» **MATERIAL FOR THIS EXERCISE**
--

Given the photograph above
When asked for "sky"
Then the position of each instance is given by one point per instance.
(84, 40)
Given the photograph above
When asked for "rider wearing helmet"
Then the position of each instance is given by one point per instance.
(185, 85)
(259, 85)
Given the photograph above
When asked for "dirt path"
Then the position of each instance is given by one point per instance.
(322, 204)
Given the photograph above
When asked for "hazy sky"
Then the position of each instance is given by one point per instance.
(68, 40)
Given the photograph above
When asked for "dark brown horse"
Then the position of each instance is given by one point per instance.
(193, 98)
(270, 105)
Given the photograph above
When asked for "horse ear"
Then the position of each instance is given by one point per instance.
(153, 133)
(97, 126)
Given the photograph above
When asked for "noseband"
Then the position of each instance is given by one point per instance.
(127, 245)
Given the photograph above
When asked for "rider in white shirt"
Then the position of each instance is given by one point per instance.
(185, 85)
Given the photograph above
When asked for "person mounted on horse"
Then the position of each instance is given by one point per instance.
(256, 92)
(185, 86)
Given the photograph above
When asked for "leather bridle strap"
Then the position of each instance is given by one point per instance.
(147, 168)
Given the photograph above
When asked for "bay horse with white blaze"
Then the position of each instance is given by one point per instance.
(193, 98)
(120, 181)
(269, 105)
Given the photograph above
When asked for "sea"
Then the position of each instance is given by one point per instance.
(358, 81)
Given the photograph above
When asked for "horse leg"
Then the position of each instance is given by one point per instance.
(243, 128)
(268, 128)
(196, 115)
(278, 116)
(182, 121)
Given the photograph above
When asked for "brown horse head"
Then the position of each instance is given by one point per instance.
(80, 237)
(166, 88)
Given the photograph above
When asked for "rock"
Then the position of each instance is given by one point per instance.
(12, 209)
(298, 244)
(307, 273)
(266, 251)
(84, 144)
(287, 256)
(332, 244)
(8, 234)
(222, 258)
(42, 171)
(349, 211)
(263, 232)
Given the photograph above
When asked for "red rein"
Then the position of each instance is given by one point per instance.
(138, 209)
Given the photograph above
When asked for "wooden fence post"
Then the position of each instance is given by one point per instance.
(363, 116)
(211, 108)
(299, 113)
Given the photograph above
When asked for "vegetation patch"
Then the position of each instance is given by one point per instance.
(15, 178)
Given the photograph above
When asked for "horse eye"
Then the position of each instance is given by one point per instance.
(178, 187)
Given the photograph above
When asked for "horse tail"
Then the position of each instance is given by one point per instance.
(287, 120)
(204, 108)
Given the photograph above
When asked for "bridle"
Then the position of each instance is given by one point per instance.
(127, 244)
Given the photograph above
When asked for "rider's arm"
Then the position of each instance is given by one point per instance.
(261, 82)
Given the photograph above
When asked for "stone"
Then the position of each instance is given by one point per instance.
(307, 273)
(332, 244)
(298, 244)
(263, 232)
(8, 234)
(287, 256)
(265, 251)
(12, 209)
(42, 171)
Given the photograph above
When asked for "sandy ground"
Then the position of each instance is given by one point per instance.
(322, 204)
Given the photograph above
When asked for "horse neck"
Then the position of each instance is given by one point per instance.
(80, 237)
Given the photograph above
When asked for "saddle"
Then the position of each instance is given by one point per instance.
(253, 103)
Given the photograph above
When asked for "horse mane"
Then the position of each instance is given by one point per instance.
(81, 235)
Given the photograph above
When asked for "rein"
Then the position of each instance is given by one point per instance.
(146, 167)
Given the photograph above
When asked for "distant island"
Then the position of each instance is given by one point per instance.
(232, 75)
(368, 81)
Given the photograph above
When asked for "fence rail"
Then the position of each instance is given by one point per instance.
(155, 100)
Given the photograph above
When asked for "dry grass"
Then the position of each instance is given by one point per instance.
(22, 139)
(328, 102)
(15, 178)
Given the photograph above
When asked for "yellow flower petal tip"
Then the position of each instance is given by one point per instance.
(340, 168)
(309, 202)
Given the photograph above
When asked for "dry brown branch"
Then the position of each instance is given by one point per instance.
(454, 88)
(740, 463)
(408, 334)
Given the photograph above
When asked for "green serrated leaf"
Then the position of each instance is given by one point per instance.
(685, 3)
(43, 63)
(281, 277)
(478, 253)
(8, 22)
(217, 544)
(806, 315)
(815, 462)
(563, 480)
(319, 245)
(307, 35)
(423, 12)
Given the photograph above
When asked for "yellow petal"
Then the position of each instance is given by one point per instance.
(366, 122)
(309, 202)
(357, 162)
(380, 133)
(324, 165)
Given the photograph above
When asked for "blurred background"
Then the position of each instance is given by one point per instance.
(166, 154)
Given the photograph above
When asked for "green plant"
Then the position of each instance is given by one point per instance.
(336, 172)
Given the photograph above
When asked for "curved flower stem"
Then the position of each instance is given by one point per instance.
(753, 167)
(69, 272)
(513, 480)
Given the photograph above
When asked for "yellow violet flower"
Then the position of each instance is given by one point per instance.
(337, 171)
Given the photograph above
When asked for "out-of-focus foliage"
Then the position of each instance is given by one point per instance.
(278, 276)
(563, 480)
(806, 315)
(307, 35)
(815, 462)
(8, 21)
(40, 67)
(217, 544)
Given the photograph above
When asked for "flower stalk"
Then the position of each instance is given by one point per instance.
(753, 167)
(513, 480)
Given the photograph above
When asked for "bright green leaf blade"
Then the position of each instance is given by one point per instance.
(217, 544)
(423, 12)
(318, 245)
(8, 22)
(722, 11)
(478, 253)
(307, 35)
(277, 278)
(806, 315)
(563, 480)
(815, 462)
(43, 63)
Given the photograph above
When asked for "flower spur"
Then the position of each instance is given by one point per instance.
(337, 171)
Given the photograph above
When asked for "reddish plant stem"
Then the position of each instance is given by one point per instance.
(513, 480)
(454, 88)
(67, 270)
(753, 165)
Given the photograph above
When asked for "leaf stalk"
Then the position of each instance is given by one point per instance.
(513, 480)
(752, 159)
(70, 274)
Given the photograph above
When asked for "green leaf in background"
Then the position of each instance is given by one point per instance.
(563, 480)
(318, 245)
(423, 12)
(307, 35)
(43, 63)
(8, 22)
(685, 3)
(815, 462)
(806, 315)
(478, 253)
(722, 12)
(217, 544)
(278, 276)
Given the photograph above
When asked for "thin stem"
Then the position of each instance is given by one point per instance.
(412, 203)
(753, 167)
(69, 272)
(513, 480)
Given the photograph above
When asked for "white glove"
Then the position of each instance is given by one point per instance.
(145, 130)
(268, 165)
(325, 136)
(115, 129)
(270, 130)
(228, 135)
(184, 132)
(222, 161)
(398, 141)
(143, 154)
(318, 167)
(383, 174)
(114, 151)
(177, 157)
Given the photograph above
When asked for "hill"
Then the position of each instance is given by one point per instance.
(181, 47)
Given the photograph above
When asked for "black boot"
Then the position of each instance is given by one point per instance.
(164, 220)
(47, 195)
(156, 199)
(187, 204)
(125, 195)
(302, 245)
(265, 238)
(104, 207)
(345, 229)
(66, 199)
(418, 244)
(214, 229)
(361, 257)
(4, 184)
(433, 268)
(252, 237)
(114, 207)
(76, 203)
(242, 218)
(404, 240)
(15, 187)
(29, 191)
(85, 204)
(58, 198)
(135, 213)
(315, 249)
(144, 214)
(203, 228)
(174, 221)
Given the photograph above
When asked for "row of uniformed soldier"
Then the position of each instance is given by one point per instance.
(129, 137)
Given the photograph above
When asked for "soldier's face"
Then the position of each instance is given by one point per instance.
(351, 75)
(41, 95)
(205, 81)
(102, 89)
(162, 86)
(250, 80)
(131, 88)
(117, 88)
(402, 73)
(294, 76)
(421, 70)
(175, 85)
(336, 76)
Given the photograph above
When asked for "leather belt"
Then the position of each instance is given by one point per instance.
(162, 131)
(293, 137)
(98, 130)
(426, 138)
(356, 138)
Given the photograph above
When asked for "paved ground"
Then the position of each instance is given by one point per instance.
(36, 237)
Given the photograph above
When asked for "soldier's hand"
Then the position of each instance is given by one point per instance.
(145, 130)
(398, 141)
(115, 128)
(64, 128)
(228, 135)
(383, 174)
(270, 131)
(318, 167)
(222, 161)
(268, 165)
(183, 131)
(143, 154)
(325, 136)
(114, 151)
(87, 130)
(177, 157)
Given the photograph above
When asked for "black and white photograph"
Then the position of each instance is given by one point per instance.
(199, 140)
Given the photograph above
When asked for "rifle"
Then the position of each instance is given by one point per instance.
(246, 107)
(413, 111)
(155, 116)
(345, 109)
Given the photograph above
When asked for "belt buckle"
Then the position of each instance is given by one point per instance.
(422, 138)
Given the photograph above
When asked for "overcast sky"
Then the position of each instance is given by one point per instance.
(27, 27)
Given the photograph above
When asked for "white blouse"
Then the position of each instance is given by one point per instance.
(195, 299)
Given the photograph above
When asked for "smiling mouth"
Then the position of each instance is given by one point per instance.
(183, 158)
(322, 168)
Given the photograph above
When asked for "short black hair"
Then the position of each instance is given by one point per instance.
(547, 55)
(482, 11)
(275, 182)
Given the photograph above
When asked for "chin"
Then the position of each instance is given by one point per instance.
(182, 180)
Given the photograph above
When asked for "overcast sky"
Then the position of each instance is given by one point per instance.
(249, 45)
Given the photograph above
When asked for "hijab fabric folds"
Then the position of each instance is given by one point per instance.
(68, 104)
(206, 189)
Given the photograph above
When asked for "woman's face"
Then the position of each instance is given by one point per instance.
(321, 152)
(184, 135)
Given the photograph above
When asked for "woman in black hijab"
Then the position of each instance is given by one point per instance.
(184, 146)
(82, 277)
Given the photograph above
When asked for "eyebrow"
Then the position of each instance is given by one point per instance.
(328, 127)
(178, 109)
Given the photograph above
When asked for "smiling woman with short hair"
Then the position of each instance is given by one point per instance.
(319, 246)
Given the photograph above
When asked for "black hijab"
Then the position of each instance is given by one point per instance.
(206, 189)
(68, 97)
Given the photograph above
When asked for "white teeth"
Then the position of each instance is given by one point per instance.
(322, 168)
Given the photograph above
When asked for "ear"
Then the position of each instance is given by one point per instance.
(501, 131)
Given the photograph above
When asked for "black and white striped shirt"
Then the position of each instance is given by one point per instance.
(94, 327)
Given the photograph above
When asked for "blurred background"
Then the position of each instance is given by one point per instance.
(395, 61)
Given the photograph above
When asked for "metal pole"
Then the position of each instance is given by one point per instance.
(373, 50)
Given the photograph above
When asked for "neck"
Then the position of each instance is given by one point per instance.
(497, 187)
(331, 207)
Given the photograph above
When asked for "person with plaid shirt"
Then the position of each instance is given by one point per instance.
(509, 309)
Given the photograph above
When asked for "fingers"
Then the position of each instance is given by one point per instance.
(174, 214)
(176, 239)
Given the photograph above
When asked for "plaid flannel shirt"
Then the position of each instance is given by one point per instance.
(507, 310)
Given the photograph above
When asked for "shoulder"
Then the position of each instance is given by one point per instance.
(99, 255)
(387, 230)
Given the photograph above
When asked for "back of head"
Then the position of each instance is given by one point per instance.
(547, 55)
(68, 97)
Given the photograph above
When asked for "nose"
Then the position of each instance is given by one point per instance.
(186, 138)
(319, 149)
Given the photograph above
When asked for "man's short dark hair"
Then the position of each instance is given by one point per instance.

--

» **THE REQUEST**
Extract every line of the rows above that contains the string "neck", and treat uppercase and lowercase letters as different.

» **SOLVED EXERCISE**
When asked for "horse neck"
When asked for "neck"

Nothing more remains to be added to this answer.